*** Opening INFORMATION ***

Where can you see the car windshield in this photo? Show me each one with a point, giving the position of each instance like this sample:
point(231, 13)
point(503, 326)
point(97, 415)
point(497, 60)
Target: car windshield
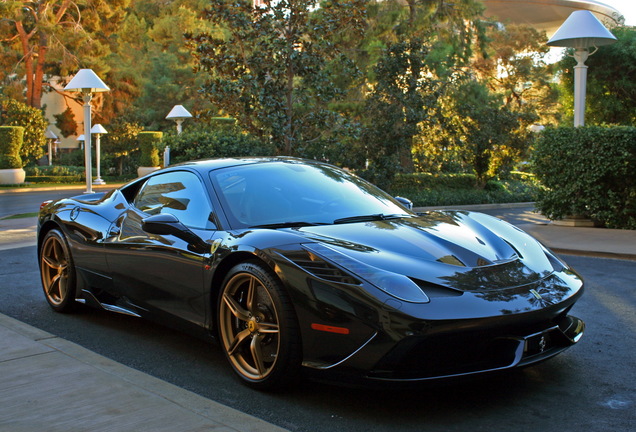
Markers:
point(290, 193)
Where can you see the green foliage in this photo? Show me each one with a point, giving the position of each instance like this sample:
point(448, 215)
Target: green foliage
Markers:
point(148, 143)
point(588, 171)
point(459, 189)
point(196, 144)
point(120, 146)
point(611, 88)
point(484, 128)
point(66, 123)
point(15, 113)
point(272, 68)
point(72, 158)
point(10, 145)
point(54, 174)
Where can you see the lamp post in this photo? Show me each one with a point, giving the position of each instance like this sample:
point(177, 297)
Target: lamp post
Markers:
point(50, 137)
point(98, 130)
point(178, 113)
point(581, 30)
point(87, 82)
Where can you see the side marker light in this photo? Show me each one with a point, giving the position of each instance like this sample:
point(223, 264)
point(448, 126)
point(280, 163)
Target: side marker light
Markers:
point(330, 329)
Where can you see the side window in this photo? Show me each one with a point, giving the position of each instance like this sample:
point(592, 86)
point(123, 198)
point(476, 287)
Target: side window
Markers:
point(179, 193)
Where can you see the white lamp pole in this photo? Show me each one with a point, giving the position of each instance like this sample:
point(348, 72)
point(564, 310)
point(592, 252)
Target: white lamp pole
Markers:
point(98, 130)
point(87, 82)
point(581, 30)
point(50, 137)
point(178, 113)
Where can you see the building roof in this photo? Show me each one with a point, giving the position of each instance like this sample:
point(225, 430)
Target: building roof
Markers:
point(548, 15)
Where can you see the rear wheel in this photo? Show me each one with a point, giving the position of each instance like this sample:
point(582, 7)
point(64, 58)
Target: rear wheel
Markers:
point(258, 328)
point(57, 272)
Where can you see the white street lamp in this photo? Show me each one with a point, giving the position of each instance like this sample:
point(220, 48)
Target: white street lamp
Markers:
point(98, 130)
point(178, 113)
point(581, 31)
point(50, 137)
point(87, 82)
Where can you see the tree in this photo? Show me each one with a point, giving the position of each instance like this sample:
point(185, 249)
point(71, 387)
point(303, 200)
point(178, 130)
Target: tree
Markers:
point(483, 128)
point(611, 89)
point(271, 67)
point(514, 67)
point(422, 48)
point(54, 37)
point(153, 69)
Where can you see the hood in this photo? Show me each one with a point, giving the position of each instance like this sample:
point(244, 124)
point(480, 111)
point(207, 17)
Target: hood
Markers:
point(457, 249)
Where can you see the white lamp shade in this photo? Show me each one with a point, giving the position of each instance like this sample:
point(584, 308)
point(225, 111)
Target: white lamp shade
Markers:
point(178, 112)
point(98, 129)
point(50, 134)
point(582, 30)
point(86, 79)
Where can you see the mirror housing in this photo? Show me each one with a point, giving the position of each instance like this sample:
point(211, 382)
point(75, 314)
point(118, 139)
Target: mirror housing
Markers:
point(405, 202)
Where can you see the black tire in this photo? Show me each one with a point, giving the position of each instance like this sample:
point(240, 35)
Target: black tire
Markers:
point(57, 272)
point(258, 329)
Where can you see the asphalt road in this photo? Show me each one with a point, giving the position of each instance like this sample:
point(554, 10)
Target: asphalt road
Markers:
point(590, 387)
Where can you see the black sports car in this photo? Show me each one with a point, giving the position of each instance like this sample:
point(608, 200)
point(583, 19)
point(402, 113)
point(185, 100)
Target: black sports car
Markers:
point(292, 263)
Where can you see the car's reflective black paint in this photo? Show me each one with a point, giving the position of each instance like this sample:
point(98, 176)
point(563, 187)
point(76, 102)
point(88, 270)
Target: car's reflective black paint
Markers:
point(353, 282)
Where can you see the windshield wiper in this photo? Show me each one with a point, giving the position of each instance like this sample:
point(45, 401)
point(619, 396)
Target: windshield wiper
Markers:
point(288, 224)
point(369, 218)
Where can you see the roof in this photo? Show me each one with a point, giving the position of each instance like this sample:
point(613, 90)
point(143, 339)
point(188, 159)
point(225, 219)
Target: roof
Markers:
point(548, 15)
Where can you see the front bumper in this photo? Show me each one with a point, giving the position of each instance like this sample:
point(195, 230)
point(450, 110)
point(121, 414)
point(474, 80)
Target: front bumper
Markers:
point(474, 352)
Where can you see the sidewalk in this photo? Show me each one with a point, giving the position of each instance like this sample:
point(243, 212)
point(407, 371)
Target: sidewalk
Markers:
point(51, 384)
point(48, 383)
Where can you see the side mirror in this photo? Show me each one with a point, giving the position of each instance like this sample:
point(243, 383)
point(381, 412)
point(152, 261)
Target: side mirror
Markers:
point(405, 202)
point(169, 224)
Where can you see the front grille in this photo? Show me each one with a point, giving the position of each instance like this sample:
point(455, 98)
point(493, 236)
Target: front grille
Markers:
point(446, 356)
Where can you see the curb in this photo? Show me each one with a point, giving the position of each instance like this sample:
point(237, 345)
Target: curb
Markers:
point(59, 188)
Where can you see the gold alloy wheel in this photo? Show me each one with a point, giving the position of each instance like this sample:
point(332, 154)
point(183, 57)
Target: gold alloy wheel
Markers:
point(54, 268)
point(249, 326)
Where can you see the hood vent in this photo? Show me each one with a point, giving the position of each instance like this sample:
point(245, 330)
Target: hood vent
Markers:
point(321, 269)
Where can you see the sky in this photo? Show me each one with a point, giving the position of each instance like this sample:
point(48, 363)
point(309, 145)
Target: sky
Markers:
point(626, 7)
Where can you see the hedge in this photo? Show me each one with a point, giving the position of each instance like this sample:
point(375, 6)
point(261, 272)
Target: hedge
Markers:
point(588, 171)
point(11, 139)
point(149, 146)
point(460, 189)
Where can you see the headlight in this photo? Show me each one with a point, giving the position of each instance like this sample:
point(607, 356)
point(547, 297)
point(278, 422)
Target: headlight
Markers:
point(396, 285)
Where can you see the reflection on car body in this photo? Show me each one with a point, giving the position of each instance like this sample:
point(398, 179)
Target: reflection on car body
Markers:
point(291, 263)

*** Closing INFORMATION ***

TASK: Among the lines above, list those that contain the word "asphalt".

SOLVED EXERCISE:
Where can you see the asphalt road in this photo? Show me each one with a point, giving the position of each instance like this sample:
Target: asphalt road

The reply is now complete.